* _WORK TO BE COMPLETED_
Write out the passage on freedom of expression activism and the law word for word, in full.

Freedom of expression rights activism routinely involves law breaking. Laws that are repressive, obstructive, discriminatory. Laws that are none of these things on paper, but are simply misused — libel, public order, taxation — to repress others. Every day I seek to break a small law. To smuggle a satphone SIM, send an encrypted message to countries where the act is illegal, read and share a stolen document, take a tourist visa for covert work purposes, support protests bound to challenge public order. It’s the job and fun with it, I won’t lie. But fewer and fewer of my colleagues are allowed to do this. The trustees that employ them are politically as well as legally responsible. Their funders are constantly trailed for evidence of impropriety, real or imagined.
Seduced by legal frameworks? ‘Seduced’ is not the right word, but ‘framework’ is. I don’t mind a bit of legal order. Last year I helped publish a report designed to help the UK police better credit freedom of expression rights law when required to police creative expression in theatres, galleries and public spaces. OSF’s support for media law reform initiatives, and especially the Special Rapporteur on Freedom of Expression at the UN during 2013–14, transformed institutional perceptions of the duty of key actors to highlight failing or sub-standard law that undermines freedom of expression standards.

* _EXTRACTED ENTRIES_
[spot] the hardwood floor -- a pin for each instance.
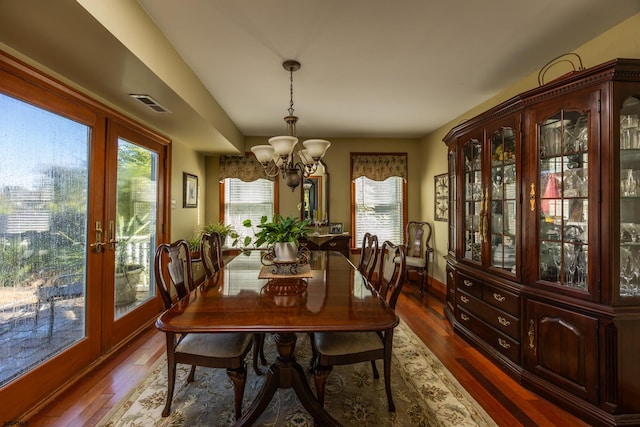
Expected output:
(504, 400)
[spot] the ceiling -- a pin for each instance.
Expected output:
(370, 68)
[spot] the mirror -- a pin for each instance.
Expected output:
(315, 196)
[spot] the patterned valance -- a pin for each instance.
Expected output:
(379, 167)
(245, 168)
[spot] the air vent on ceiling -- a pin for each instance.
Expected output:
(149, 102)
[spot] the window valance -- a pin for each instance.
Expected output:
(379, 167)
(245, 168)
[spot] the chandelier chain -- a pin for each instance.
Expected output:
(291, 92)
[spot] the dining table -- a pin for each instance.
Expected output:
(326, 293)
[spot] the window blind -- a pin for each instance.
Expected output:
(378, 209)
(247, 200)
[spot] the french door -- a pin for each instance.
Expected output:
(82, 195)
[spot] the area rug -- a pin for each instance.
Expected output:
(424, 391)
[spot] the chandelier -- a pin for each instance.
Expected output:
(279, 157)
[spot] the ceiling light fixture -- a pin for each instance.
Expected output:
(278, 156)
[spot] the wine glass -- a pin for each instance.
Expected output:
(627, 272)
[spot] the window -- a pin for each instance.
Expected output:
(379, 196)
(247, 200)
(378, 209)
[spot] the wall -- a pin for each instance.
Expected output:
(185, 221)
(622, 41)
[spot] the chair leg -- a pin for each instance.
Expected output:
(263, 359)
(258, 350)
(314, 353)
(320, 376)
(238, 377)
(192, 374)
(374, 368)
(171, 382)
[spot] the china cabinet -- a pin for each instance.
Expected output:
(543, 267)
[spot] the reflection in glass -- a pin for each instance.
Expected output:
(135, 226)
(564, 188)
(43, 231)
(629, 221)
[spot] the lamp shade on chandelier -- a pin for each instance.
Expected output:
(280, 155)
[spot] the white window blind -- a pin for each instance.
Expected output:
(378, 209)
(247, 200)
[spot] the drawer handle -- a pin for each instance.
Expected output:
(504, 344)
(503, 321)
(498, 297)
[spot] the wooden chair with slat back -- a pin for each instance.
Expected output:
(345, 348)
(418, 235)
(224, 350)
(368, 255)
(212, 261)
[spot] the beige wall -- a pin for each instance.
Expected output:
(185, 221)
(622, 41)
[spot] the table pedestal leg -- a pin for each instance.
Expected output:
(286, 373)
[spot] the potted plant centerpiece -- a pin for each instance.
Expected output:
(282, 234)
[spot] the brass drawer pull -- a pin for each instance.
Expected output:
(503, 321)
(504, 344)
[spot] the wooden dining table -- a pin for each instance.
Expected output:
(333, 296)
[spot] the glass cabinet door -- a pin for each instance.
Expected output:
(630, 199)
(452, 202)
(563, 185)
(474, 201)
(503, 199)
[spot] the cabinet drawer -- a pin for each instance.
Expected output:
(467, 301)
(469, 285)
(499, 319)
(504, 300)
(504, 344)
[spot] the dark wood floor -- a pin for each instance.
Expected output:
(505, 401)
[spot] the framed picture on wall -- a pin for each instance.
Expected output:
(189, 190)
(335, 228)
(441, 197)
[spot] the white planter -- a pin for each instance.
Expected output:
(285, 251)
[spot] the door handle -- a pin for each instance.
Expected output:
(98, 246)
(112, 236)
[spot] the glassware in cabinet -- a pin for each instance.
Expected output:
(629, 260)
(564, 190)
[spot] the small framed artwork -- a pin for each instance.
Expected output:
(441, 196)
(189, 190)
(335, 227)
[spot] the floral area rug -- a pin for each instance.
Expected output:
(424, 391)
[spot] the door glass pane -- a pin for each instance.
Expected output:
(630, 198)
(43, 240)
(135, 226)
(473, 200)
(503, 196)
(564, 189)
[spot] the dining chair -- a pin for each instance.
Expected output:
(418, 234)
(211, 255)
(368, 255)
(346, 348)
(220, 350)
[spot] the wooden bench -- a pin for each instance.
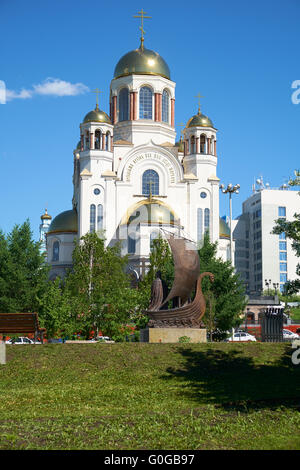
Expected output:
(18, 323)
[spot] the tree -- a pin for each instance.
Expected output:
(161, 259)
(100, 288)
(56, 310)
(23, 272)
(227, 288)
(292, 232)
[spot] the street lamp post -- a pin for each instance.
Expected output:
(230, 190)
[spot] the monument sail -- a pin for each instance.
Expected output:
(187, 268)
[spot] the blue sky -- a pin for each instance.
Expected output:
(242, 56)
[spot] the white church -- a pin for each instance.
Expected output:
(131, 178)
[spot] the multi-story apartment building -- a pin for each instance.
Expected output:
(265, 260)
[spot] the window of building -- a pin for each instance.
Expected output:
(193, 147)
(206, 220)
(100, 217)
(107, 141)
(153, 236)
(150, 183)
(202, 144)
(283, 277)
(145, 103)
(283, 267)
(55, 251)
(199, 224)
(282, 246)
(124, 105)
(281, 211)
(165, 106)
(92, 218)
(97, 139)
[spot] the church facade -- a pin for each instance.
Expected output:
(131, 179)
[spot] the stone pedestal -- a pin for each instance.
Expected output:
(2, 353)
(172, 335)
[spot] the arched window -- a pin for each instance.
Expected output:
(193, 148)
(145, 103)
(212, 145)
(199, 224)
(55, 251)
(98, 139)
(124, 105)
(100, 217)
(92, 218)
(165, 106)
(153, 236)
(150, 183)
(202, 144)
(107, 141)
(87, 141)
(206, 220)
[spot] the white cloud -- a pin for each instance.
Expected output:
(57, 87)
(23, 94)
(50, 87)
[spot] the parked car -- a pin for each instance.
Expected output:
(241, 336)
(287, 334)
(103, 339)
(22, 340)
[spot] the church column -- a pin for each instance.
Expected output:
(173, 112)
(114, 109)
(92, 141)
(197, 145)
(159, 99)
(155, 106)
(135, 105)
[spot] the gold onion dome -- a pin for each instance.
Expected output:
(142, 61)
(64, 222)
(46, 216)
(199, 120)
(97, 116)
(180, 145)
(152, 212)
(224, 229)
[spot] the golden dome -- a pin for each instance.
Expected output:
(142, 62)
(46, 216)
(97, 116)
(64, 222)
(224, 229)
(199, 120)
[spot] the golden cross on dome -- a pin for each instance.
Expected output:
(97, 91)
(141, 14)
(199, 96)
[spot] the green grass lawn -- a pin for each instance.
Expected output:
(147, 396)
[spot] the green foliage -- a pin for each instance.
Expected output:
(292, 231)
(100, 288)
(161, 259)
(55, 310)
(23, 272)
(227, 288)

==

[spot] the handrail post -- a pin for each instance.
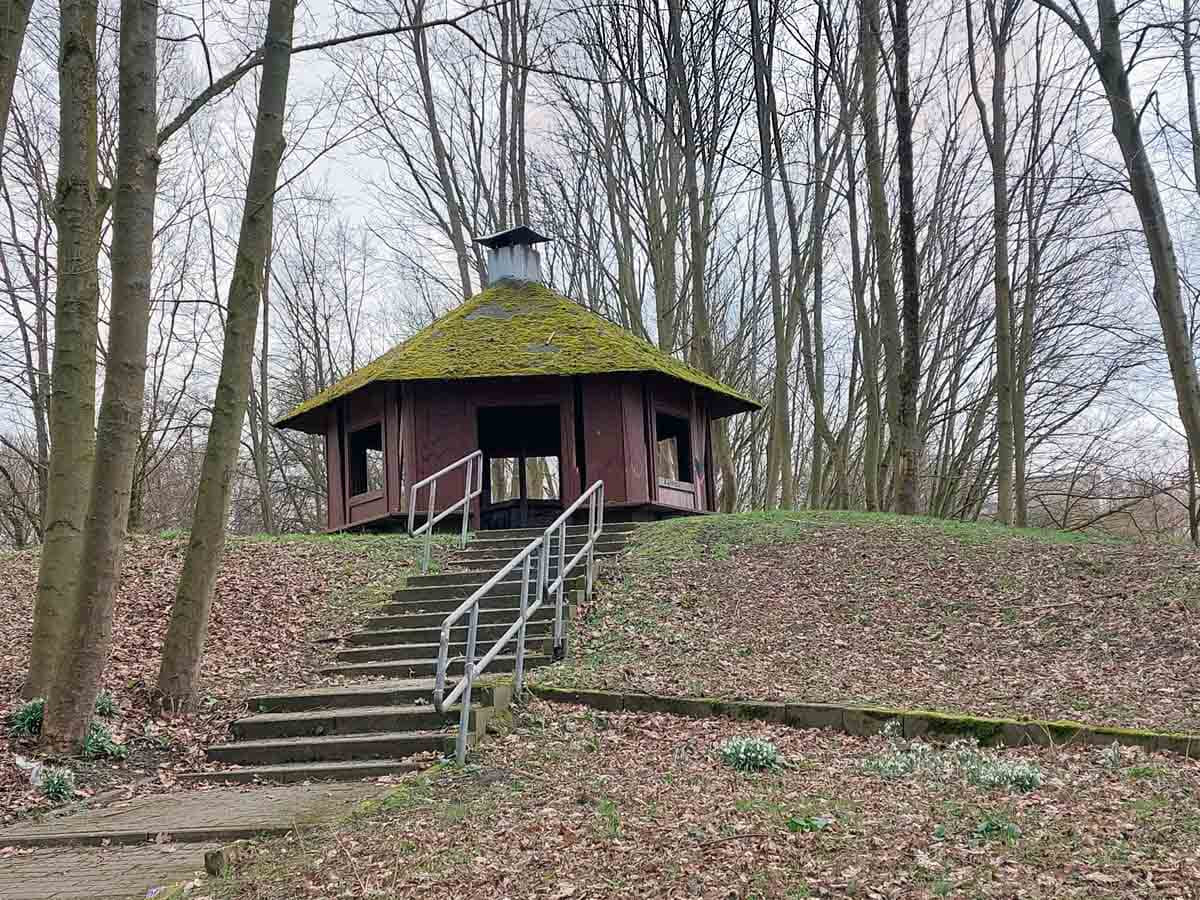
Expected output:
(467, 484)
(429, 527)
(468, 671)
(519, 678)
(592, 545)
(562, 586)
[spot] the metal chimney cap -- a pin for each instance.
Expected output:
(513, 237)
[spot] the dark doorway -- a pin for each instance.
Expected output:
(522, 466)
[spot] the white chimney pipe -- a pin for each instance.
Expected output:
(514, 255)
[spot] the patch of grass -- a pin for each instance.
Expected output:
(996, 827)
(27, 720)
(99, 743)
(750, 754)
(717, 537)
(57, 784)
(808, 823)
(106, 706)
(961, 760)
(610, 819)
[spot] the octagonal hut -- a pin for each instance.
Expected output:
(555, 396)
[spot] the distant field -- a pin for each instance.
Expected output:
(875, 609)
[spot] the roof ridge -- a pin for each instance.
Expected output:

* _RIGHT ANSWER_
Freedom of expression rights activism routinely involves law breaking. Laws that are repressive, obstructive, discriminatory. Laws that are none of these things on paper, but are simply misused — libel, public order, taxation — to repress others. Every day I seek to break a small law. To smuggle a satphone SIM, send an encrypted message to countries where the act is illegal, read and share a stolen document, take a tourist visa for covert work purposes, support protests bound to challenge public order. It’s the job and fun with it, I won’t lie. But fewer and fewer of my colleagues are allowed to do this. The trustees that employ them are politically as well as legally responsible. Their funders are constantly trailed for evidence of impropriety, real or imagined.
Seduced by legal frameworks? ‘Seduced’ is not the right word, but ‘framework’ is. I don’t mind a bit of legal order. Last year I helped publish a report designed to help the UK police better credit freedom of expression rights law when required to police creative expression in theatres, galleries and public spaces. OSF’s support for media law reform initiatives, and especially the Special Rapporteur on Freedom of Expression at the UN during 2013–14, transformed institutional perceptions of the duty of key actors to highlight failing or sub-standard law that undermines freedom of expression standards.